Exercise brief: Beneath this instruction is a listing; write out exactly the line that contains "of the gray" and each line after it to the last.

[Task material Boundary: Start]

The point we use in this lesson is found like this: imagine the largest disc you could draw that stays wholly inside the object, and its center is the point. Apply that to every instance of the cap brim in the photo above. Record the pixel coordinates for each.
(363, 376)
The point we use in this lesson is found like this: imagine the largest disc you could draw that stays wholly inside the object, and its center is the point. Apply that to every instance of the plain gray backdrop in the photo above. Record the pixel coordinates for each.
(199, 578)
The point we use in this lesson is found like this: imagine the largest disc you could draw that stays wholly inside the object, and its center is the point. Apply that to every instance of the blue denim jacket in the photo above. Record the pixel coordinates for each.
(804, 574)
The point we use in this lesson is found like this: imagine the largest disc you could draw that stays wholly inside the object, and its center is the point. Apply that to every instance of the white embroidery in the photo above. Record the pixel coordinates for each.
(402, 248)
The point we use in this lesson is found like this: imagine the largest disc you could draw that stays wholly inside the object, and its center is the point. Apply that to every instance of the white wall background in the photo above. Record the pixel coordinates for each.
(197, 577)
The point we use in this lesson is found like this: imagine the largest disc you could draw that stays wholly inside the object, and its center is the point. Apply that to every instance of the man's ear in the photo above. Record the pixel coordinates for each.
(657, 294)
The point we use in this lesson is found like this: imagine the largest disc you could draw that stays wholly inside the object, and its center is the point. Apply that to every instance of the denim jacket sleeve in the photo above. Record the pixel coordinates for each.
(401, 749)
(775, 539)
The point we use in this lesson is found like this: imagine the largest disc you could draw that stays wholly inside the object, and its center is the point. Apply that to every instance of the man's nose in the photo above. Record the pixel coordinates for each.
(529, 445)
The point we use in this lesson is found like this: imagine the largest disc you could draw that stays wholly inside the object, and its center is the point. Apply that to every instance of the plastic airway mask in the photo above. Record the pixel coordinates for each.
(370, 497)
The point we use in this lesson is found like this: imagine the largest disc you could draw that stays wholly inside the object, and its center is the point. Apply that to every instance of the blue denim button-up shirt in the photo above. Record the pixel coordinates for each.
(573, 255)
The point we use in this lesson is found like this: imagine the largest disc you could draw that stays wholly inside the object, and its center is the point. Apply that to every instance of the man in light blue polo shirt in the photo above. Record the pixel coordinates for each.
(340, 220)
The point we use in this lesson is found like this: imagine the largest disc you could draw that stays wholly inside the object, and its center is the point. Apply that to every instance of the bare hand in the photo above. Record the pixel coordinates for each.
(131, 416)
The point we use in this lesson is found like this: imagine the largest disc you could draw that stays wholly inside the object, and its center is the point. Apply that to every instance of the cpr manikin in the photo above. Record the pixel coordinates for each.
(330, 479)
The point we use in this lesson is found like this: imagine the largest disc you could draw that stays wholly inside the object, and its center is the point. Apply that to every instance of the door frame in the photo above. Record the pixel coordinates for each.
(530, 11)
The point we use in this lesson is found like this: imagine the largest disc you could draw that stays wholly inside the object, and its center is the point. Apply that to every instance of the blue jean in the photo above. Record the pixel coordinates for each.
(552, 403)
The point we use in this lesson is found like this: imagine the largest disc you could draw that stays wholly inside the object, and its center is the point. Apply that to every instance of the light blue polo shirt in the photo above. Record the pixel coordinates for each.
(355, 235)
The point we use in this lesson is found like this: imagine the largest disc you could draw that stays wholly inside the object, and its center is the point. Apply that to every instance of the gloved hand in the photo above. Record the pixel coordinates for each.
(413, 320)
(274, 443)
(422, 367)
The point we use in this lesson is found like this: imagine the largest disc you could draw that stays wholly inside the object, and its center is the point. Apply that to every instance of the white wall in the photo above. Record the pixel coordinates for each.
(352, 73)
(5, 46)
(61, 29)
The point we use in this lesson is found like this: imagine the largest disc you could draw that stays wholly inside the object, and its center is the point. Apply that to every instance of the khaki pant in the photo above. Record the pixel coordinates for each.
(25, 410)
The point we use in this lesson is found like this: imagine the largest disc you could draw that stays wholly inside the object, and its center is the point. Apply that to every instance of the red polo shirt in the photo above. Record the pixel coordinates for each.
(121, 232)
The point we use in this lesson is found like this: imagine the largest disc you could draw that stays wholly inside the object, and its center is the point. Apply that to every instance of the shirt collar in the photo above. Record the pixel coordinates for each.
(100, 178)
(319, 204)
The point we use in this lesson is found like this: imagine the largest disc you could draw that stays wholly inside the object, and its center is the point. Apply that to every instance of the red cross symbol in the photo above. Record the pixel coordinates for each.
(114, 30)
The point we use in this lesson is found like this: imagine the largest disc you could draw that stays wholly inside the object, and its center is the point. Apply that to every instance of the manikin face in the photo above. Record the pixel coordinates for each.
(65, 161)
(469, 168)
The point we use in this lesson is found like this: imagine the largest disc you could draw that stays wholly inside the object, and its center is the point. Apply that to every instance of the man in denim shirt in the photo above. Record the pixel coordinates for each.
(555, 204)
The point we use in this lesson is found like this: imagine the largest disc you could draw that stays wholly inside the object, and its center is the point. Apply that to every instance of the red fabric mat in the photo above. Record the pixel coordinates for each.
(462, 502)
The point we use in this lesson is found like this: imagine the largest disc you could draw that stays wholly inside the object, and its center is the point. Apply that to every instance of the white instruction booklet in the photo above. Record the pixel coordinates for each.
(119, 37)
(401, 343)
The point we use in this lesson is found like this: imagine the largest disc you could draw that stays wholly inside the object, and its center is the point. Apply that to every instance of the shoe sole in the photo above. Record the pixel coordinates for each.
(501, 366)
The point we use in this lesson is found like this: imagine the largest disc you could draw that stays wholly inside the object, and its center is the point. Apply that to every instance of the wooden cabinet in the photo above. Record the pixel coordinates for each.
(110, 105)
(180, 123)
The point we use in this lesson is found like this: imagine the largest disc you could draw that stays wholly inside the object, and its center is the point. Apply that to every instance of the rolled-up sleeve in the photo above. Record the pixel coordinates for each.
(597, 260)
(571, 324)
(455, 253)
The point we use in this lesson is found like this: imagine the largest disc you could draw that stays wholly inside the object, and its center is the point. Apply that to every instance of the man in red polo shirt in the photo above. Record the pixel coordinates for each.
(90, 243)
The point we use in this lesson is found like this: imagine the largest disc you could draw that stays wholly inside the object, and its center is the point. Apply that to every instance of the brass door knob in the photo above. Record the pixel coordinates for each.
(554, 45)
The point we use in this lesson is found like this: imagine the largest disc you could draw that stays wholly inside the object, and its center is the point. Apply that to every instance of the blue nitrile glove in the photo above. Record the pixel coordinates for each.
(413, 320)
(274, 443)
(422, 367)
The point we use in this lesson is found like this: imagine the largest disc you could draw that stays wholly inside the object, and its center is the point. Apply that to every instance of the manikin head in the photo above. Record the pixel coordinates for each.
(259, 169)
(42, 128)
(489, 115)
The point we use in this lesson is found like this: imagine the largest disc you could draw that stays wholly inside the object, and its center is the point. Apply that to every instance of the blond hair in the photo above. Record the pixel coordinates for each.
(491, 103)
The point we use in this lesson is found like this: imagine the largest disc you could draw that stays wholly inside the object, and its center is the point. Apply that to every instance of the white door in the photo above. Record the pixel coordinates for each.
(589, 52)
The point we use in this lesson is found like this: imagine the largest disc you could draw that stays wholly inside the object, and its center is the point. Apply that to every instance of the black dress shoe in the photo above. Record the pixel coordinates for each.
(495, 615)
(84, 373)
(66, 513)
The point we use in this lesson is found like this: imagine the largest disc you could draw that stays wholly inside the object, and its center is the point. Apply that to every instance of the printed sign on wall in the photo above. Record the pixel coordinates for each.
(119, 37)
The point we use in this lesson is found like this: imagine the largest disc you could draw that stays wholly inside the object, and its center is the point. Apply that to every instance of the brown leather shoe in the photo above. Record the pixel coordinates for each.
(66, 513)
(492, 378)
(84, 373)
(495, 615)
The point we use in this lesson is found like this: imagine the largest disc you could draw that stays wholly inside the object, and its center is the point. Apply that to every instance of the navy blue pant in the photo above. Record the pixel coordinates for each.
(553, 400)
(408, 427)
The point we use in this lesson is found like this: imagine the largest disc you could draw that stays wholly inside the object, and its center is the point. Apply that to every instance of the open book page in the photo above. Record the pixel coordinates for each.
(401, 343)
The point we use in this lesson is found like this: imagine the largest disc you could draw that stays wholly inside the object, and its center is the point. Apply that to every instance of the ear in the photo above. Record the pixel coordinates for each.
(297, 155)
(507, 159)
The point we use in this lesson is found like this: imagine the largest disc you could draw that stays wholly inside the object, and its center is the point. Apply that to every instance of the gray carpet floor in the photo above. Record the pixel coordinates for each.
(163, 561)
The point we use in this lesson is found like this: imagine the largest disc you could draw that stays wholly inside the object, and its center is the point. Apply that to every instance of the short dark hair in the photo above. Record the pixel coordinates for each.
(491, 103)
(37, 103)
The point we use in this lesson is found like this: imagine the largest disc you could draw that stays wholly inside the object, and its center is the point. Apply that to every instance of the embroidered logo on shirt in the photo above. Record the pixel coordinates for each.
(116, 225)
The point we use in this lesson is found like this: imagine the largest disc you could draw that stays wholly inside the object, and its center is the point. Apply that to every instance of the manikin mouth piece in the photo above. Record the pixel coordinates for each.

[Task material Boundary: End]

Solution to the exercise:
The point we use in this lesson is found like this: imagine the largest disc you could draw that stays wholly inside the object, and its center is the point. Apply that to every instance of the gray carpet floor in the photo above. Record the pixel coordinates for each.
(163, 561)
The point we use in this lesson is found like this: imagine the largest disc you could draw that stays wholly inside the object, and its center is the point. Apply that to every instance of the short dark hair in the photo above. Record the pixel coordinates for each.
(491, 103)
(37, 103)
The point we use in this lesson is found like this: imagine the largest disc you could draw that stays wholly inside the object, and its center is the point. Apply that to every instance of the embroidered logo on shirt in the photo above. Record the pixel coordinates for each.
(116, 225)
The point we use in this lesson is found like this: imagine the largest disc you could draw that stays wholly inside the object, and its center is the point. Apply that to every instance of the manikin mouth piece in the photo above. Record the pixel coordinates for each.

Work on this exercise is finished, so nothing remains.